Given data —
------------------------------

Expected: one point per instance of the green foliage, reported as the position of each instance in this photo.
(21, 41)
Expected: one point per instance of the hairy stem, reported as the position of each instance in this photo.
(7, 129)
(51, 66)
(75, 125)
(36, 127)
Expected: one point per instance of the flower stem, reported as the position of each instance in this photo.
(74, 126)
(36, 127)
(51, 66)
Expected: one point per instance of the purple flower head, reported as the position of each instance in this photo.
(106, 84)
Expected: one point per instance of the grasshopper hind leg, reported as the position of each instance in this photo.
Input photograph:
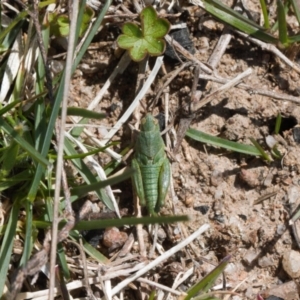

------------------------------

Task brief —
Reproduce the records word for word, starting at the line that contains "Expected: one point per instance of the purple" and continuing through the end of the records. Leave the picture out of your answer.

Solution to the exercise —
Expected: one point per instance of the purple flower head, reported as the position of each instance in this photo.
(106, 84)
Expected: one point per instance of the grasshopper hind leg, reported as the position of each instance in this photo.
Input photograph:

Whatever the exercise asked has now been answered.